**What you will do:** Please give these lines again with every "photograph" replaced by "image" and everything else unchanged. Leave the pictures out.

— START OF Entries —

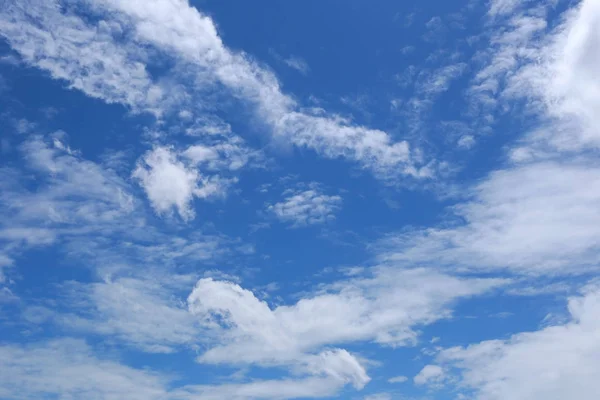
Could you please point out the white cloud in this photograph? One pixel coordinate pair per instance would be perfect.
(398, 379)
(298, 64)
(540, 218)
(169, 183)
(306, 207)
(86, 56)
(140, 312)
(562, 81)
(384, 308)
(115, 72)
(57, 195)
(378, 396)
(502, 7)
(69, 369)
(429, 375)
(554, 363)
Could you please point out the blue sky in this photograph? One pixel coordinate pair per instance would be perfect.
(293, 200)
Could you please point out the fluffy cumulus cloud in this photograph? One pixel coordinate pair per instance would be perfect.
(106, 278)
(385, 307)
(306, 207)
(556, 362)
(170, 184)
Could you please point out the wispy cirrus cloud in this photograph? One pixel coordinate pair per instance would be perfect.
(517, 367)
(184, 34)
(303, 207)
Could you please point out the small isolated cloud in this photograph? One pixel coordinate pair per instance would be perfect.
(298, 64)
(398, 379)
(306, 207)
(430, 374)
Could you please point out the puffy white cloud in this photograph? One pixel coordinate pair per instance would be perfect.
(384, 308)
(554, 363)
(306, 207)
(540, 218)
(298, 64)
(378, 396)
(429, 375)
(169, 183)
(398, 379)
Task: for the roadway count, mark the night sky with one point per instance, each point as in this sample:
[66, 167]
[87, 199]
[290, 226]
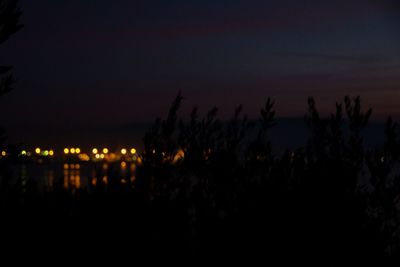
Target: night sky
[99, 64]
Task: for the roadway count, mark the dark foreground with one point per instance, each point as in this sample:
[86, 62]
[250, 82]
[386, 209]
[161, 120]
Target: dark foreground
[209, 190]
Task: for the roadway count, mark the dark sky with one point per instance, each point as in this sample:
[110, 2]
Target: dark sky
[98, 63]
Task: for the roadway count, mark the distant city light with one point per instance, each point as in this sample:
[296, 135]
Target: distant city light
[84, 157]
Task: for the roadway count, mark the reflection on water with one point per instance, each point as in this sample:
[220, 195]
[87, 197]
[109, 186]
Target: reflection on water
[72, 176]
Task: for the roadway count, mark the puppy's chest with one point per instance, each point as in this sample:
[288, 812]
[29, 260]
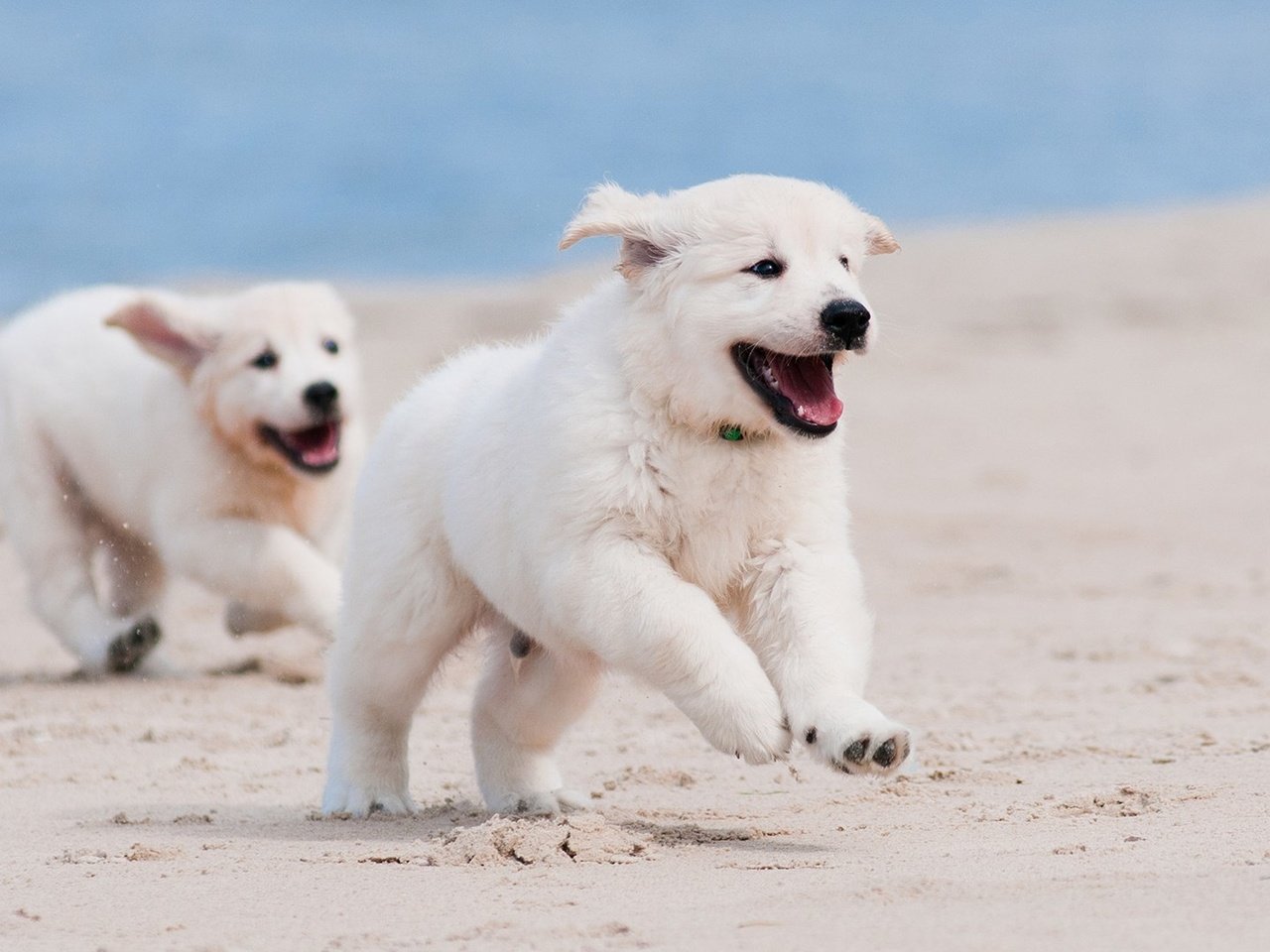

— END OF Entries —

**Problem solution:**
Could you please point out the white cloud in this image? One pixel coordinate pair per instance would be perfect.
(398, 379)
(298, 64)
(540, 218)
(169, 183)
(306, 207)
(86, 56)
(140, 312)
(562, 81)
(384, 308)
(115, 72)
(57, 195)
(378, 396)
(502, 7)
(69, 369)
(429, 375)
(554, 363)
Could you please point out the blue sky in this image? One pixel coordinate pair per instance would be perfect.
(293, 200)
Could you please point out the fluffy cumulus cloud in this image? One pixel coordinate pair per instance would be perfect.
(106, 278)
(385, 307)
(306, 207)
(556, 362)
(170, 184)
Could you please point out the wispy cirrus cloud in this image? One pixel coordinate pair per instance would be perfect.
(517, 367)
(184, 34)
(303, 207)
Could you please point out the small isolated cloud in this image? One pixel coordinate pair per instance would be perfect.
(298, 64)
(398, 379)
(306, 207)
(430, 374)
Could you please point out the puffy white cloud in this image? One pixel coordinate pair per instance would be perfect.
(384, 308)
(554, 363)
(306, 207)
(540, 218)
(298, 64)
(378, 396)
(429, 375)
(169, 183)
(398, 379)
Task: for the roadway count, mark the night sky with one point per instance, each point as in this sample:
[66, 167]
[87, 199]
[290, 226]
Target: night sky
[99, 64]
Task: for the roadway count, mark the dark foreground with one point per instance, each point as in this sample:
[86, 62]
[250, 82]
[386, 209]
[161, 120]
Target: dark foreground
[209, 190]
Task: for the roadway count, mark the dark sky with one point per instance, each point as in this sample:
[110, 2]
Target: dark sky
[98, 63]
Task: for the roadway count, mark the distant city light with one point per instance, each point as in this sample:
[296, 135]
Target: distant city light
[84, 157]
Task: for the roadway count, mark the reflection on water with one point per instance, each point as in this sample:
[220, 195]
[87, 197]
[109, 186]
Target: reflection on water
[72, 176]
Task: for the roadway count, mark the puppy's chest with one point per instance, each point as in this sample:
[288, 812]
[29, 260]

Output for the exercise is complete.